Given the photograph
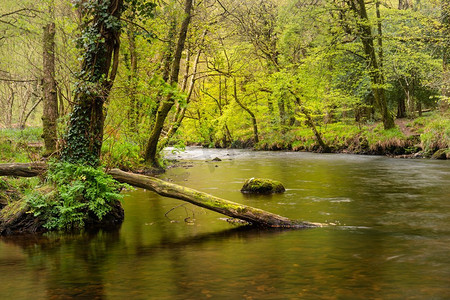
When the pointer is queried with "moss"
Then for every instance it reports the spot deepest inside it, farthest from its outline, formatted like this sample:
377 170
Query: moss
12 210
262 186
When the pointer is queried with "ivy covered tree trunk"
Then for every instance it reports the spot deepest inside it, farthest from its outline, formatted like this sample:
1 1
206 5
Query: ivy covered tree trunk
50 113
100 41
168 102
446 52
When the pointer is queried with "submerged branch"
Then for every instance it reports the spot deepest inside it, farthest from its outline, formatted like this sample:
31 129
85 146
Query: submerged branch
254 216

## Exercise directions:
The entries must be written out again unchanged. Images are to be left out.

## Exercise response:
Given the photograph
When the pointer is queried with "moss"
Then for every instance it reports the spot deepest inside it, farthest from its outline, formatted like this sample:
377 170
Query: moss
12 210
262 186
When the pointer is queried with "ivy covered tree trunk"
Then for every instance it reports the spot deepest inside it, farthest from its outline, formatted like this sample:
1 1
206 5
Query: ivy covered tree trunk
50 113
100 41
168 102
446 52
When the pointer is queried with "submerged branch"
Then for every instance it reports the spot deepest inside it, farthest from its outline, formatted like this sample:
31 129
85 146
Query: submerged branch
254 216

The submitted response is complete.